[Information shown — start]
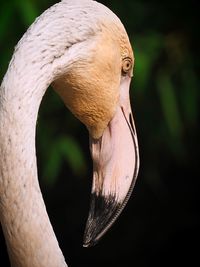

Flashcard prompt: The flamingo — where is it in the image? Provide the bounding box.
[0,0,139,266]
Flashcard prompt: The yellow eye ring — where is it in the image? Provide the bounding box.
[122,58,132,75]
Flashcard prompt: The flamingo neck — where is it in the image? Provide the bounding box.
[0,4,70,267]
[0,49,68,267]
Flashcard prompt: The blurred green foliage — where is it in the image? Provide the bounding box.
[0,0,199,265]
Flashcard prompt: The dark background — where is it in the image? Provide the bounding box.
[0,0,199,266]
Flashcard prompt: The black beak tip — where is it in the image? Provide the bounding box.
[83,243,90,248]
[82,215,101,248]
[82,192,122,248]
[83,237,97,248]
[83,241,91,248]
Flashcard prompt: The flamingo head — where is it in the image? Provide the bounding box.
[52,1,139,247]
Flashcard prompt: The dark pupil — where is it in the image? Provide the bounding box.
[126,63,130,68]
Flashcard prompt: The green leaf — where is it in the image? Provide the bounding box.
[59,135,86,176]
[42,142,62,186]
[156,72,182,138]
[0,2,14,40]
[133,33,163,93]
[14,0,39,26]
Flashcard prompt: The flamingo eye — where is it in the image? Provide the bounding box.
[122,58,132,75]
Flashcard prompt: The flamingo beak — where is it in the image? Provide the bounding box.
[83,77,139,247]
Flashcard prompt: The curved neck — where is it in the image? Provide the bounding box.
[0,50,67,267]
[0,5,69,267]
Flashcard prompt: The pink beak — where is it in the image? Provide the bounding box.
[83,76,139,247]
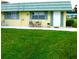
[Information shown — finish]
> _Activity_
Please print an exact copy of the records, with no pictures.

> _Response box_
Flashcard prompt: The flamingo — where is it in the image? Provide the bounding box.
[0,0,139,266]
Flashcard prompt: The yellow eye ring — where is it in the image? Provide the bounding box.
[122,58,132,75]
Flashcard prompt: The flamingo neck — where is it in the image? Provide the bounding box.
[0,4,70,267]
[0,49,68,267]
Flashcard prompt: The blurred green foliage — where is it in the image? Provide the bounding box.
[0,0,199,265]
Flashcard prompt: The dark background — where is it in the image? Provide the bounding box.
[0,0,199,266]
Flashcard prompt: The black beak tip — where is it in the image? Provide the bounding box.
[83,243,90,248]
[82,215,101,248]
[82,192,122,248]
[83,237,97,248]
[83,241,91,248]
Flashcard prompt: The flamingo head — where is it in the image? Provide the bounding box.
[52,1,139,247]
Flashcard prompt: The dark pupil — where is it in the image? Provide the bounding box.
[126,63,130,68]
Flashcard prompt: The green leaf — where is it in the image? Provide the bounding box.
[59,135,86,176]
[42,142,62,186]
[156,72,182,138]
[0,2,14,40]
[133,33,163,93]
[14,0,39,26]
Flashcard prompt: The flamingo eye — where is it in the image? Provide the bounding box.
[122,58,132,75]
Flashcard prompt: The flamingo beak — where is it in the image? Provide the bounding box.
[83,77,139,247]
Flashcard prompt: The curved neck — where is it in the image? Provide the bounding box.
[0,50,67,267]
[0,5,69,267]
Flashcard prompt: The pink beak — where is it in the image? Provide the bounding box.
[83,76,139,247]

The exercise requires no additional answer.